MCLEAN, VA: As the bad news in the newspaper industry continues, circulation numbers have become a source of pride – and contention – for some outlets.
About a month after the Audit Bureau of Circulations released its numbers, which showed The Wall Street Journal had surpassed USA Today as the top-selling daily newspaper in the US, the latter continues to position itself as the nation's top-seller. When the ABC numbers were released, USA Today countered that it still had the largest print circulation, because the Journal's tally included online-only subscriptions.
In a statement this week, USA Today continued to position itself as the nation's top-selling print newspaper, this time based on readership numbers from the Fall 2009 Mediamark Research report.
“USA Today will issue a press release following any reports of circulation figures by ABC and readership numbers by MRI,” said Susan Lavington, SVP, marketing, in a statement to PRWeek. “We use these materials to offer context to any reported growth and declines.”

RECORDS PROVIDED:
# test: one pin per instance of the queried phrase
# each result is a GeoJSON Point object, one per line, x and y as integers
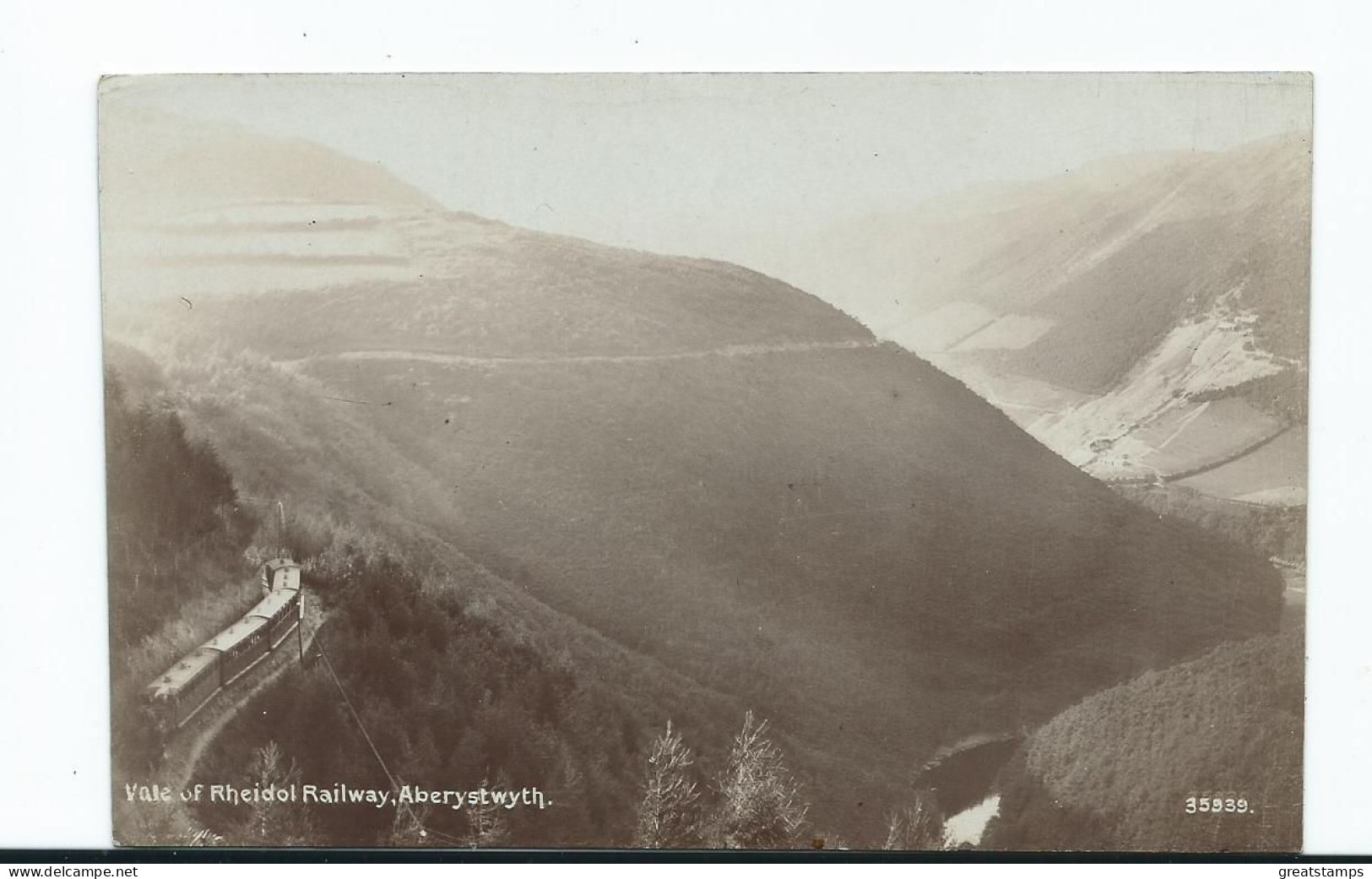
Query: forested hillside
{"type": "Point", "coordinates": [693, 488]}
{"type": "Point", "coordinates": [1141, 766]}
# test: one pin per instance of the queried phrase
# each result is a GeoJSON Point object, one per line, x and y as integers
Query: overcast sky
{"type": "Point", "coordinates": [718, 165]}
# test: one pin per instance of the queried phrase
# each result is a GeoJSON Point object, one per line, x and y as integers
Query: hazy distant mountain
{"type": "Point", "coordinates": [720, 476]}
{"type": "Point", "coordinates": [1146, 317]}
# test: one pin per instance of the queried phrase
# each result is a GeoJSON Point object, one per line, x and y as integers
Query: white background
{"type": "Point", "coordinates": [54, 697]}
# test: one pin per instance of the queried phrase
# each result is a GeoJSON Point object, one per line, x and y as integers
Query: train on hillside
{"type": "Point", "coordinates": [188, 686]}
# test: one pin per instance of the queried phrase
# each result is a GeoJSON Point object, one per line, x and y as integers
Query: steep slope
{"type": "Point", "coordinates": [715, 474]}
{"type": "Point", "coordinates": [1119, 769]}
{"type": "Point", "coordinates": [1146, 317]}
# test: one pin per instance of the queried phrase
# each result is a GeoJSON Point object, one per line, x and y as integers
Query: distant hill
{"type": "Point", "coordinates": [1143, 316]}
{"type": "Point", "coordinates": [698, 470]}
{"type": "Point", "coordinates": [1117, 771]}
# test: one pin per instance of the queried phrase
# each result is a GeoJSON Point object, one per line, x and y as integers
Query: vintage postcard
{"type": "Point", "coordinates": [731, 461]}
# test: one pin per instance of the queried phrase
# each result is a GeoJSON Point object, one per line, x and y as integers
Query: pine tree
{"type": "Point", "coordinates": [917, 827]}
{"type": "Point", "coordinates": [274, 823]}
{"type": "Point", "coordinates": [667, 813]}
{"type": "Point", "coordinates": [485, 822]}
{"type": "Point", "coordinates": [759, 801]}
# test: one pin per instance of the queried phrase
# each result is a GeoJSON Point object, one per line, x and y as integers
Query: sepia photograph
{"type": "Point", "coordinates": [869, 461]}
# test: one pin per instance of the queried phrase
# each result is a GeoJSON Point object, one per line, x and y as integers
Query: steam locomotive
{"type": "Point", "coordinates": [193, 683]}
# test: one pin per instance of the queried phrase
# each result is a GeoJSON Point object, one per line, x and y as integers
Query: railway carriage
{"type": "Point", "coordinates": [195, 679]}
{"type": "Point", "coordinates": [241, 648]}
{"type": "Point", "coordinates": [280, 612]}
{"type": "Point", "coordinates": [186, 687]}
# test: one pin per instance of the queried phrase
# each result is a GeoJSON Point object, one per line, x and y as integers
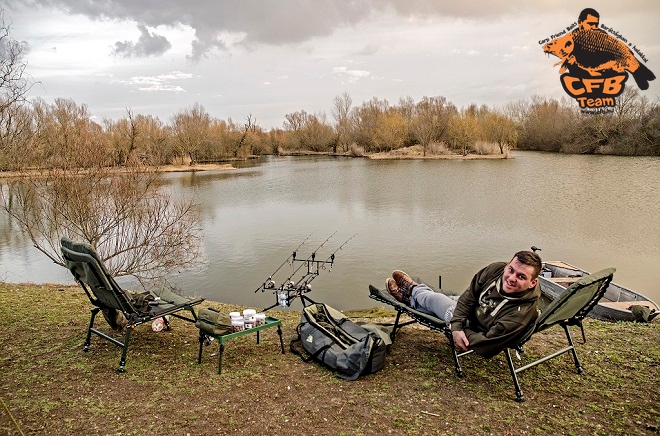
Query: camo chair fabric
{"type": "Point", "coordinates": [114, 302]}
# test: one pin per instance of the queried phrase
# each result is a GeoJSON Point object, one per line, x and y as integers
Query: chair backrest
{"type": "Point", "coordinates": [88, 269]}
{"type": "Point", "coordinates": [574, 304]}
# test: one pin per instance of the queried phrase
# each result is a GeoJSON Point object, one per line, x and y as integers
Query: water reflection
{"type": "Point", "coordinates": [428, 217]}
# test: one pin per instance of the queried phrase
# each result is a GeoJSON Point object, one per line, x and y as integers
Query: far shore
{"type": "Point", "coordinates": [400, 154]}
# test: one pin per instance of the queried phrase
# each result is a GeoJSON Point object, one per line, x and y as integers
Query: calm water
{"type": "Point", "coordinates": [425, 217]}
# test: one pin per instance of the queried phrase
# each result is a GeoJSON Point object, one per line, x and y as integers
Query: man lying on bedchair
{"type": "Point", "coordinates": [493, 312]}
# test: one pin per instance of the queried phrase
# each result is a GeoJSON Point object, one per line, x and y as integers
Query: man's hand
{"type": "Point", "coordinates": [460, 340]}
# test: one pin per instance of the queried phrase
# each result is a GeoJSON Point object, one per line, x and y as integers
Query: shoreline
{"type": "Point", "coordinates": [400, 154]}
{"type": "Point", "coordinates": [120, 170]}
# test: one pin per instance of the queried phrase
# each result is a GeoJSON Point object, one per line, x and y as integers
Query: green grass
{"type": "Point", "coordinates": [51, 387]}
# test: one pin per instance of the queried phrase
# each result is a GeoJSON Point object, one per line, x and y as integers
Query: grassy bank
{"type": "Point", "coordinates": [51, 387]}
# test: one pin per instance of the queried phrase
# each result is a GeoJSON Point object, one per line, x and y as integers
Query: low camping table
{"type": "Point", "coordinates": [269, 323]}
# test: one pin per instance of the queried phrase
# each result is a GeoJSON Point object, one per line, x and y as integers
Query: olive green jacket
{"type": "Point", "coordinates": [491, 320]}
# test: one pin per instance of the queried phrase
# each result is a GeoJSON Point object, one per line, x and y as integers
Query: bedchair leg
{"type": "Point", "coordinates": [578, 364]}
{"type": "Point", "coordinates": [88, 340]}
{"type": "Point", "coordinates": [124, 350]}
{"type": "Point", "coordinates": [519, 395]}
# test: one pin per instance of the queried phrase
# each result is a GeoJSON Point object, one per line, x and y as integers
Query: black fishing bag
{"type": "Point", "coordinates": [328, 336]}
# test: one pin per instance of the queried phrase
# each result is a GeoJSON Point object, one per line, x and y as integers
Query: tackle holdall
{"type": "Point", "coordinates": [329, 337]}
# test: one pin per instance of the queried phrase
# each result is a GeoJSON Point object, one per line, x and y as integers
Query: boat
{"type": "Point", "coordinates": [615, 305]}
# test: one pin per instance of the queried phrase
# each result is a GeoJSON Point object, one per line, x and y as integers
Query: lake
{"type": "Point", "coordinates": [426, 217]}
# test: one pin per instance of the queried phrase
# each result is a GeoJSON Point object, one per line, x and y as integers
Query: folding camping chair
{"type": "Point", "coordinates": [567, 309]}
{"type": "Point", "coordinates": [107, 296]}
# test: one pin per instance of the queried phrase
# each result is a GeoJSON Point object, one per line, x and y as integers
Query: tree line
{"type": "Point", "coordinates": [49, 135]}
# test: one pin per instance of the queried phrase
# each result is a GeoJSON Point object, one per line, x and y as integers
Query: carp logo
{"type": "Point", "coordinates": [595, 62]}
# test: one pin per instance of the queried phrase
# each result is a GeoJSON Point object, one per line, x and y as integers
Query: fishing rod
{"type": "Point", "coordinates": [269, 283]}
{"type": "Point", "coordinates": [308, 261]}
{"type": "Point", "coordinates": [303, 283]}
{"type": "Point", "coordinates": [289, 290]}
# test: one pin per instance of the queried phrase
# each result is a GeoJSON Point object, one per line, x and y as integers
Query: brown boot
{"type": "Point", "coordinates": [393, 289]}
{"type": "Point", "coordinates": [404, 282]}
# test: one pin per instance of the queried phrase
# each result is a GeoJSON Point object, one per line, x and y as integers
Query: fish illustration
{"type": "Point", "coordinates": [594, 51]}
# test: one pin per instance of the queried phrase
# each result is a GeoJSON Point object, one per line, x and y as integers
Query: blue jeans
{"type": "Point", "coordinates": [425, 299]}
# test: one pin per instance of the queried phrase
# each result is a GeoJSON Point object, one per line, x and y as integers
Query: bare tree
{"type": "Point", "coordinates": [137, 228]}
{"type": "Point", "coordinates": [15, 125]}
{"type": "Point", "coordinates": [341, 111]}
{"type": "Point", "coordinates": [500, 129]}
{"type": "Point", "coordinates": [430, 120]}
{"type": "Point", "coordinates": [191, 127]}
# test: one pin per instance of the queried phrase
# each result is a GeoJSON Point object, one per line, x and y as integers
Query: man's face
{"type": "Point", "coordinates": [589, 23]}
{"type": "Point", "coordinates": [517, 277]}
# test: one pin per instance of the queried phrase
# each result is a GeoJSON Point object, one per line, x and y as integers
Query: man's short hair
{"type": "Point", "coordinates": [588, 11]}
{"type": "Point", "coordinates": [532, 259]}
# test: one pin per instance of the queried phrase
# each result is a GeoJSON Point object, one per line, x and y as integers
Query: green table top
{"type": "Point", "coordinates": [270, 322]}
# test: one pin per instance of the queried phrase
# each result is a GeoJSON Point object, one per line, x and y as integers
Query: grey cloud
{"type": "Point", "coordinates": [149, 44]}
{"type": "Point", "coordinates": [291, 21]}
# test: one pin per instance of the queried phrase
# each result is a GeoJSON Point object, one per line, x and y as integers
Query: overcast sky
{"type": "Point", "coordinates": [270, 58]}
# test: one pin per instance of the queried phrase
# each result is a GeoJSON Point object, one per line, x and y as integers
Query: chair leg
{"type": "Point", "coordinates": [122, 361]}
{"type": "Point", "coordinates": [167, 324]}
{"type": "Point", "coordinates": [454, 353]}
{"type": "Point", "coordinates": [201, 344]}
{"type": "Point", "coordinates": [578, 364]}
{"type": "Point", "coordinates": [88, 340]}
{"type": "Point", "coordinates": [279, 332]}
{"type": "Point", "coordinates": [396, 324]}
{"type": "Point", "coordinates": [222, 350]}
{"type": "Point", "coordinates": [519, 395]}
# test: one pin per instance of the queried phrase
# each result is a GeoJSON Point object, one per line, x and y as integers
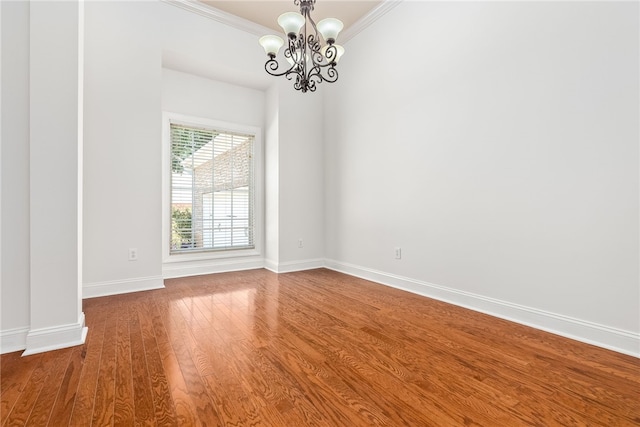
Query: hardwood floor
{"type": "Point", "coordinates": [314, 348]}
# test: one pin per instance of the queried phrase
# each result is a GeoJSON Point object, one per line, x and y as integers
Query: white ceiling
{"type": "Point", "coordinates": [266, 12]}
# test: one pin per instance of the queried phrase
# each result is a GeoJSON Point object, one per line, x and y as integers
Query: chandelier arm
{"type": "Point", "coordinates": [272, 66]}
{"type": "Point", "coordinates": [311, 63]}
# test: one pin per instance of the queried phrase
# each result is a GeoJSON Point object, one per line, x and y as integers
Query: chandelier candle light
{"type": "Point", "coordinates": [310, 61]}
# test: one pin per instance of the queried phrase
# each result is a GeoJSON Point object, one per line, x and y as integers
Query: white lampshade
{"type": "Point", "coordinates": [271, 44]}
{"type": "Point", "coordinates": [291, 22]}
{"type": "Point", "coordinates": [296, 57]}
{"type": "Point", "coordinates": [339, 52]}
{"type": "Point", "coordinates": [330, 28]}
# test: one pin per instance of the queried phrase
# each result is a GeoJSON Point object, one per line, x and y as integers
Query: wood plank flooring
{"type": "Point", "coordinates": [313, 348]}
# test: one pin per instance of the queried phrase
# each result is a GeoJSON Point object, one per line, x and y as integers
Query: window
{"type": "Point", "coordinates": [211, 189]}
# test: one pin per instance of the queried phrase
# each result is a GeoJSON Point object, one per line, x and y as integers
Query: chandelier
{"type": "Point", "coordinates": [310, 60]}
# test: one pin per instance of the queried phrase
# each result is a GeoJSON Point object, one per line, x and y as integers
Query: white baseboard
{"type": "Point", "coordinates": [197, 268]}
{"type": "Point", "coordinates": [13, 340]}
{"type": "Point", "coordinates": [103, 289]}
{"type": "Point", "coordinates": [47, 339]}
{"type": "Point", "coordinates": [291, 266]}
{"type": "Point", "coordinates": [592, 333]}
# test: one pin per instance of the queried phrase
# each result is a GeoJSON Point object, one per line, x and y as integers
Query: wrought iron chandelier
{"type": "Point", "coordinates": [310, 61]}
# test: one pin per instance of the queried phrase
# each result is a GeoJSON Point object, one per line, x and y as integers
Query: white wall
{"type": "Point", "coordinates": [301, 186]}
{"type": "Point", "coordinates": [122, 156]}
{"type": "Point", "coordinates": [15, 314]}
{"type": "Point", "coordinates": [497, 145]}
{"type": "Point", "coordinates": [127, 46]}
{"type": "Point", "coordinates": [42, 81]}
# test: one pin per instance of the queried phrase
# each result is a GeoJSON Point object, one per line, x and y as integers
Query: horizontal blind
{"type": "Point", "coordinates": [212, 190]}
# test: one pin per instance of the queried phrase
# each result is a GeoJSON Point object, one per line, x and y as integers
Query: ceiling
{"type": "Point", "coordinates": [266, 12]}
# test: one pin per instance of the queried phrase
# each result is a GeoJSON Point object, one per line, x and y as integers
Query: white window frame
{"type": "Point", "coordinates": [167, 119]}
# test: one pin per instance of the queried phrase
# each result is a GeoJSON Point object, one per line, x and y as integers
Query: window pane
{"type": "Point", "coordinates": [211, 190]}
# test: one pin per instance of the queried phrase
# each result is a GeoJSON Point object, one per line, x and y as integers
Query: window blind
{"type": "Point", "coordinates": [212, 190]}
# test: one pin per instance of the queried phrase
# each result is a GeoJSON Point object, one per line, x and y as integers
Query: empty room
{"type": "Point", "coordinates": [320, 213]}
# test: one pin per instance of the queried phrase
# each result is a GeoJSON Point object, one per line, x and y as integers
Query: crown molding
{"type": "Point", "coordinates": [220, 16]}
{"type": "Point", "coordinates": [259, 30]}
{"type": "Point", "coordinates": [368, 19]}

REQUIRED ACTIONS:
**1.** Gather every line in the entries that contains the string "distant", matching case exactly.
**2.** Pick up the newspaper circulation article after its final sentence and keep it going.

EXERCISE RESULTS:
**1.**
Query: hazy distant mountain
Query: distant hill

**2.**
She noted that the primary target for these messages are those covering the general media and newspaper industries, including trade journalists, but also consumers and the business community.
“Our messaging through the media serves to inform business partners and readers about our circulation and how our circulation/readership compares against the competitive set,” Lavington said.
The Wall Street Journal, though, is standing by the ABC reports.
“The recent ABC FAS-FAX [report] is clear,” wrote Ashley Huston, director of communications at Dow Jones (which owns the Journal), in an e-mailed statement to PRWeek. “The Wall Street Journal is the largest newspaper by paid circulation and has almost three times more individual paid circulation than USA Today.”
But a number of PR pros suggest that an emphasis on circulation is misguided in a digital age.
“They might be fighting over circulation, but it is a moving target, and PR pros don't really care about it. That doesn't decide where you go with an exclusive or a campaign because they are totally different papers,” said Nick Ragone, partner at Ketchum. “The second point is the print circulation really doesn't matter very much. It is such an outdated metric. It is the online traffic you really care about.”
In the case of USA Today, Ragone said the newspaper would be better off focusing on communications that highlight its great Web site. “Their stories online have a high pass-along value, their stories get retweeted, their reporters are on Twitter, and their content gets syndicated. As a PR guy, you are looking for that multiplier effect.”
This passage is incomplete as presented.